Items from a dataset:
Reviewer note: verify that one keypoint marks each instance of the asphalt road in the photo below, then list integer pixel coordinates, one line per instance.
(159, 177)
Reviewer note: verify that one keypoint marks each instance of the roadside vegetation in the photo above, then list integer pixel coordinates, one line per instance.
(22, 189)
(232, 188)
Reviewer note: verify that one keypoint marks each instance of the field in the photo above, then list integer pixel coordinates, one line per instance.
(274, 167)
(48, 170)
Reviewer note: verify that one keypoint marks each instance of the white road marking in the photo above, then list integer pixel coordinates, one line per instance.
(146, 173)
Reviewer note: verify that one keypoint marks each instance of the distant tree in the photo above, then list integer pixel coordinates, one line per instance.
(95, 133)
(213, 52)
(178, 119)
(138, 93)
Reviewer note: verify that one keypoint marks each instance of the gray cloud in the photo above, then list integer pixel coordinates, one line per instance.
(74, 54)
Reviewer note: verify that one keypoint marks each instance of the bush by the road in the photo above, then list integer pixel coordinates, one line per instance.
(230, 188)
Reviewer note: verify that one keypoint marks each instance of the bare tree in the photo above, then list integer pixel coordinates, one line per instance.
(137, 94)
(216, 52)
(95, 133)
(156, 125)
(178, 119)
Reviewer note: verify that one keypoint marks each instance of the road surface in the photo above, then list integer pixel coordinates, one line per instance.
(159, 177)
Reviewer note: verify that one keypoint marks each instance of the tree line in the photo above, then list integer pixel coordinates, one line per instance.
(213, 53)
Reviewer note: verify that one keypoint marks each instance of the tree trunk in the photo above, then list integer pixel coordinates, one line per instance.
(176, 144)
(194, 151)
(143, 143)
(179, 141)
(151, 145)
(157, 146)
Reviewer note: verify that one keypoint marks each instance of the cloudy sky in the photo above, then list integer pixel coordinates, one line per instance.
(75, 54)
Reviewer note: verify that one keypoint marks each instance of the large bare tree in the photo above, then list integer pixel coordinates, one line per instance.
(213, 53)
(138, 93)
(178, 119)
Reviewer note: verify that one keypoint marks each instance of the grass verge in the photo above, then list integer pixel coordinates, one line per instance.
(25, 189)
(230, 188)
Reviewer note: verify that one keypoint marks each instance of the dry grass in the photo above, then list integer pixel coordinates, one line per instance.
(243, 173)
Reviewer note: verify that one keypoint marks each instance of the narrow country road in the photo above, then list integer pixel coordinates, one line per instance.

• _What is being asked_:
Copy all of the data. Keep every word exactly as it is.

• _Final result_:
Reviewer note: verify that one keypoint marks each instance of the asphalt road in the photo below, then list integer pixel coordinates, one line per instance.
(159, 177)
Reviewer note: verify that one keypoint marks each instance of the roadside vegetation in the photo above, then list integer pixel coordinates, one line per instance.
(22, 189)
(232, 188)
Reviewer note: verify that one keypoint marks each instance of the field in the photo above, then list integer pixel coordinates, one line per instance.
(274, 167)
(48, 170)
Reviewer note: verify that one keypoint marks each instance of the white road marking in the photo above, then list integer pixel coordinates, one line per instance.
(146, 173)
Reviewer note: verify that one keypoint marks each instance of the distant tree in the photo above, then list integer pixel coordinates, one line per instance.
(95, 133)
(213, 52)
(178, 119)
(138, 93)
Reviewer note: verify that one keypoint marks each instance of the gray cloud in the photo above, then list integer pixel coordinates, one line per instance.
(74, 54)
Reviewer note: verify that one keypoint marks each instance of the bush by the road in the photo above, then list integer pixel coordinates, one line per instance.
(230, 188)
Reviewer note: verify that one keypoint marks each instance of the bare tree in the photo above, then list integer pixel coordinates, one line per instance.
(137, 94)
(216, 52)
(95, 133)
(156, 125)
(178, 119)
Reviewer note: verify that one keypoint marks each instance of the road surface in the photo above, then list integer pixel coordinates, one line per instance.
(159, 177)
Reviewer note: verify that one keypoint marks each instance of the tree line in the photo above, then list integer pixel coordinates, one line per instance.
(213, 53)
Reviewer note: verify that one keypoint marks each instance of the tree trunk in the photo above, then list integer pixel coordinates, one line per instance.
(176, 144)
(194, 151)
(143, 143)
(179, 141)
(151, 145)
(157, 146)
Reviewer note: verify that one keypoint marks each instance of the cloudy sky in the photo above, then list integer pixel coordinates, one line per instance.
(75, 54)
Reviewer note: verify that one keypoint marks each instance of the large bare tree in the photo above, then list integer pixel coordinates, one line per instance.
(213, 53)
(138, 93)
(178, 119)
Reviewer note: verify that one keypoint marks each instance of the grass verge in the photo above, then list integer pixel coordinates, one line per instance.
(25, 189)
(230, 188)
Reviewer note: verify that one keypoint marks each instance of the dry grass in the photo above, then list integer pixel coordinates, one line per instance.
(243, 173)
Reviewer note: verify that one keypoint marks each instance of the narrow country road in the photo above, then list integer pixel coordinates, one line per instance.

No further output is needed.